(TASK MATERIAL)
● ● ●

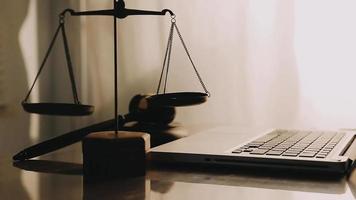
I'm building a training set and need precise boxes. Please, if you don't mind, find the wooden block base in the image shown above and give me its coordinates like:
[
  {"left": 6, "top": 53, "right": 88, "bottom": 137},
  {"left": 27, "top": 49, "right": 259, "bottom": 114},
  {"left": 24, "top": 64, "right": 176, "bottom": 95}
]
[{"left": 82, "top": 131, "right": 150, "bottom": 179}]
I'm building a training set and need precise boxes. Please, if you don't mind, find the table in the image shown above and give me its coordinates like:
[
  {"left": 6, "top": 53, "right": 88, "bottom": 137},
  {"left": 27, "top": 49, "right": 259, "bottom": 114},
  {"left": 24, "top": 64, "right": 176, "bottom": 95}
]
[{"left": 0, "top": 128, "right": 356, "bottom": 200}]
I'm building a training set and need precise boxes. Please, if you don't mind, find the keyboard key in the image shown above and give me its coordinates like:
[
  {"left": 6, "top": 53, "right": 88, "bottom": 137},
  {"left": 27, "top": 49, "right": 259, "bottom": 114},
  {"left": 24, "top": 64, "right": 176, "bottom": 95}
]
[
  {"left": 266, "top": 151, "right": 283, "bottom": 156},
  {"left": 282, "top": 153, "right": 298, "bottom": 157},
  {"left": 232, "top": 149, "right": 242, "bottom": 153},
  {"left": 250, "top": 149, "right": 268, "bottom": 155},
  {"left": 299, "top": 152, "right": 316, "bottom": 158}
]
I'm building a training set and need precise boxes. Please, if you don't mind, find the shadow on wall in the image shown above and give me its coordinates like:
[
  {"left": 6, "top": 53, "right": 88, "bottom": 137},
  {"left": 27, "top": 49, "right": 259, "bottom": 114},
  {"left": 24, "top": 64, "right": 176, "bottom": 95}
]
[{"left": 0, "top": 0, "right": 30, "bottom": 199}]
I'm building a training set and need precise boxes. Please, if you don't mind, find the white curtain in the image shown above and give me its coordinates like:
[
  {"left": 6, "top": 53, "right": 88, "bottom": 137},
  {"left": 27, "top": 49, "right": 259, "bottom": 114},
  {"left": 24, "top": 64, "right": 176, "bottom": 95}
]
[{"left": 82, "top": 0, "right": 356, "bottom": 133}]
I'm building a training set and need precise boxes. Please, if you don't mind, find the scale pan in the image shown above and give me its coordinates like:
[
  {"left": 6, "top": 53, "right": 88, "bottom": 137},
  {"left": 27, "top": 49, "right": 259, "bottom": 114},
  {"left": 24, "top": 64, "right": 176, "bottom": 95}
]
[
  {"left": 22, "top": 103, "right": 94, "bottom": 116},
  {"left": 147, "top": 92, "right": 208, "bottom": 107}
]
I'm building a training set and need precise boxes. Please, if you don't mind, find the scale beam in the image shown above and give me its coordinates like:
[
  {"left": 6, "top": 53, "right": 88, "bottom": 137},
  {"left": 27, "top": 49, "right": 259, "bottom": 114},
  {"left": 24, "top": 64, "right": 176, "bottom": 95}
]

● ● ●

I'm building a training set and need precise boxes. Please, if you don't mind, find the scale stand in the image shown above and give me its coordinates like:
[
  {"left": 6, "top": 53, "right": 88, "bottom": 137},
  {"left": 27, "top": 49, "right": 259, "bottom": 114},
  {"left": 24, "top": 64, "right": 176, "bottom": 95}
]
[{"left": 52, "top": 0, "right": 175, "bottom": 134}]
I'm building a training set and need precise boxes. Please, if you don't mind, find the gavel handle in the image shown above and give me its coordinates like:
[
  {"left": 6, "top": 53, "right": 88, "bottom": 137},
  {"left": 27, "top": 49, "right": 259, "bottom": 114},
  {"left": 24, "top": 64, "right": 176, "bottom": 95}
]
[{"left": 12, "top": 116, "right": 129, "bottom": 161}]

● ● ●

(OBJECTIVE)
Extract every line in the records that contains the word "scale", copying each line in full.

(WORKED SOLUTION)
I'm building a training set and need precise boxes. Please, if you don't mind, find the scale pan in the image shown above and give me its coordinates like:
I'm building a training set and need precise boxes. Please, if you don't mind, find the scale beam in the image shown above and give me its coordinates like:
I'm building a training set and need precise boxes. Please, if you don't mind, find the scale stand in the image shown above and give me its coordinates like:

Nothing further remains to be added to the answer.